Pero en aquel viaje la liberada zona roja (no sólo la alemana) y sus ciudades prohibidas eran el objetivo. Además de Berlín pude recorrer Leizpig, Dresden o Postdam en Alemania o ver Praga y una prostitución infantil de carretera amparada por los propios padres en sus alrededores, Bratislava, su pobreza y su semejanza con cualquier ciudad del interior de Portugal y la Budapest de la “Tierra de los hombres” o magiares que beben “Unicum”, un licor que sabe a rayos y que destroza para siempre a 40º la garganta del que se atreva a probarlo.

De todo ello, de todo lo que pude asimilar durante el recorrido, hay tres cosas que destacaría sobremanera después de tantos años: La cantidad de grúas que se alzaban sobre los tejados de cualquiera de las ciudades rojas – el paisaje era irreal -, la falta de gente en las calles de Leizpig o Dresden y, sobre todo, la cantidad de antenas parabólicas recién compradas que poblaban las fachadas uniformes y tristes de los edificios de la Alemania del Este o Chequia. Cualquier pueblo o ciudad que atravesaras estaba repleto de pequeñas plataformas amarillas que como hongos daban color a los edificios. Supongo que tras muchos años de información unidireccional o, simplemente, por la absoluta carencia de ella, los habitantes, ávidos por conocer el nuevo mundo, antes de tirar el Trabant, buscar un trabajo mejor remunerado en el paraíso del Oeste o intentar adquirir una nueva casa en cinco mil cómodos plazos, buscaron saber. Porque entonces y ahora no hay nada peor que no saber qué es lo que pasa. Y ellos habían estado durante muchos años sordos y ciegos. De eso no tengo dudas. De otras muchas cosas sí, pero ahora no vienen a cuento.

• • • •

Enunciado del problema.
Reproduce palabra por palabra la parte de la selección que comienza en "Pero en aquel" y termina en "atreva a probarlo.". Los registros no hacen falta para este trabajo.

Extractos de datos.
• • • •

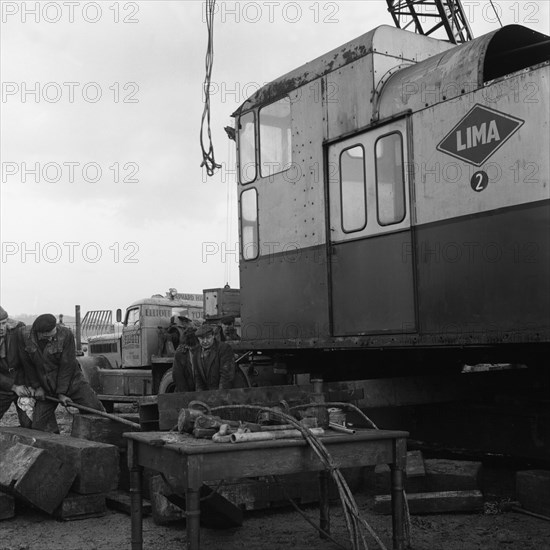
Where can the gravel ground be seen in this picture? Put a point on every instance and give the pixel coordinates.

• • • •

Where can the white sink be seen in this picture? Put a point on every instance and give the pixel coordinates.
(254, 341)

• • • •

Solución propuesta.
Pero en aquel viaje la liberada zona roja (no sólo la alemana) y sus ciudades prohibidas eran el objetivo. Además de Berlín pude recorrer Leizpig, Dresden o Postdam en Alemania o ver Praga y una prostitución infantil de carretera amparada por los propios padres en sus alrededores, Bratislava, su pobreza y su semejanza con cualquier ciudad del interior de Portugal y la Budapest de la “Tierra de los hombres” o magiares que beben “Unicum”, un licor que sabe a rayos y que destroza para siempre a 40º la garganta del que se atreva a probarlo.